DATA PROVIDED ::
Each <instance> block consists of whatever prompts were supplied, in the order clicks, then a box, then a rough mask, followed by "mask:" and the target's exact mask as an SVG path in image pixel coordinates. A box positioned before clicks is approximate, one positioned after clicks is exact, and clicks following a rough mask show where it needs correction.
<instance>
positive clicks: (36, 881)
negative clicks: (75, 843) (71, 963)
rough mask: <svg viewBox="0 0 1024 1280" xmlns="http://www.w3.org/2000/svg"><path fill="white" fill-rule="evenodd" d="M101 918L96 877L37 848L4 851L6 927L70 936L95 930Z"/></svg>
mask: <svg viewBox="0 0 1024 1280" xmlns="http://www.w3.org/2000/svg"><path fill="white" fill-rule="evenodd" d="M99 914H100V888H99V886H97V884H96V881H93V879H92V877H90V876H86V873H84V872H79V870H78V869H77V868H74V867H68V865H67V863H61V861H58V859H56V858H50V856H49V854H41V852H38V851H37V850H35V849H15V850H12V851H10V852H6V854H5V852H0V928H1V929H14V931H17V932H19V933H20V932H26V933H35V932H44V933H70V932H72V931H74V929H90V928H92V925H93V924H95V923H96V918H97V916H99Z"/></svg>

TASK PROMPT :: Print the data exactly, from its first line through the line containing "negative clicks: (75, 843) (71, 963)", with both of those lines included.

ANSWER BOX ::
Each <instance> block consists of whatever prompts were supplied, in the order clicks, then a box, then a rough mask, followed by "mask:" and the target's exact mask as an SVG path in image pixel coordinates. A box positioned before clicks is approximate, one positioned after clicks is exact, and clicks following a rough mask show where it needs correction.
<instance>
positive clicks: (36, 881)
negative clicks: (75, 843) (71, 963)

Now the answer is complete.